- [Records provided]:

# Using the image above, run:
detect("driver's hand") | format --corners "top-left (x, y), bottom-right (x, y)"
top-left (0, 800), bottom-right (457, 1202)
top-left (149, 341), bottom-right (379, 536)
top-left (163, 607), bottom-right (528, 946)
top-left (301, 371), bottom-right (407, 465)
* * *
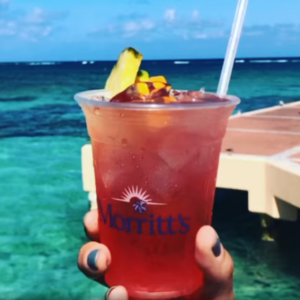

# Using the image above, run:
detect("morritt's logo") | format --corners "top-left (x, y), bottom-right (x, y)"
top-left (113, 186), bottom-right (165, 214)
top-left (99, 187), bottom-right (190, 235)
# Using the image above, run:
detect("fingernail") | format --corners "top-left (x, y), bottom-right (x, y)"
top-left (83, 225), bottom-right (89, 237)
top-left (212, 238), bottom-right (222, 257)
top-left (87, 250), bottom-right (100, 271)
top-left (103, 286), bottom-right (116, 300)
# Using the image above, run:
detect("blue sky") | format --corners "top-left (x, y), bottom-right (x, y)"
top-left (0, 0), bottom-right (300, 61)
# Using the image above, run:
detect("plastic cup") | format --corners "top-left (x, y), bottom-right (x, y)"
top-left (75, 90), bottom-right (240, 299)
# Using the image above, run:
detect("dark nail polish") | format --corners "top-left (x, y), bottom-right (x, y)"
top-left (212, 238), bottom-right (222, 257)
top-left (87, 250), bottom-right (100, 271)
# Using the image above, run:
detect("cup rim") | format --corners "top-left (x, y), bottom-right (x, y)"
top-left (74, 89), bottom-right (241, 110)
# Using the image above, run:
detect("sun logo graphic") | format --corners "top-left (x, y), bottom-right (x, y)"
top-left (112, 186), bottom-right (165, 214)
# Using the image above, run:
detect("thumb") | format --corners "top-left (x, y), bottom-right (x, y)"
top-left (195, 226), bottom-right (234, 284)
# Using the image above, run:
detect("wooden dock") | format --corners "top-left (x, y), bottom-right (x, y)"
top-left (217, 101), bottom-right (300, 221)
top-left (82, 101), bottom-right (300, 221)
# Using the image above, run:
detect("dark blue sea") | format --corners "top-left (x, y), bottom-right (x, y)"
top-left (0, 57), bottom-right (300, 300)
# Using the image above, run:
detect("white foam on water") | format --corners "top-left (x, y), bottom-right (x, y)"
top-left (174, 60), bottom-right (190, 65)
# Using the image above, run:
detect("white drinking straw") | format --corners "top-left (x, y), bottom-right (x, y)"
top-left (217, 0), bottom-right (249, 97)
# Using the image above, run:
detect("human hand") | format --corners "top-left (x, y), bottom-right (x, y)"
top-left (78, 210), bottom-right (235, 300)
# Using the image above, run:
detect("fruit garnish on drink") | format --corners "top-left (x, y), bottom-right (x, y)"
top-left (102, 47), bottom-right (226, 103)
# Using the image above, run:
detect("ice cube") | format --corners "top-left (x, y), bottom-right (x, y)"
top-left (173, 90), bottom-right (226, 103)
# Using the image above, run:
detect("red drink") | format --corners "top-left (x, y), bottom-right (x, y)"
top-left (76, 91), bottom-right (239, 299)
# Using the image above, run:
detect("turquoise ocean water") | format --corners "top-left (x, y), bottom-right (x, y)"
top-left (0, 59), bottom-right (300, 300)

- [What is required]: State how many lines in the listing above contain the word "dark". Give only the number.

- [Reply]: 2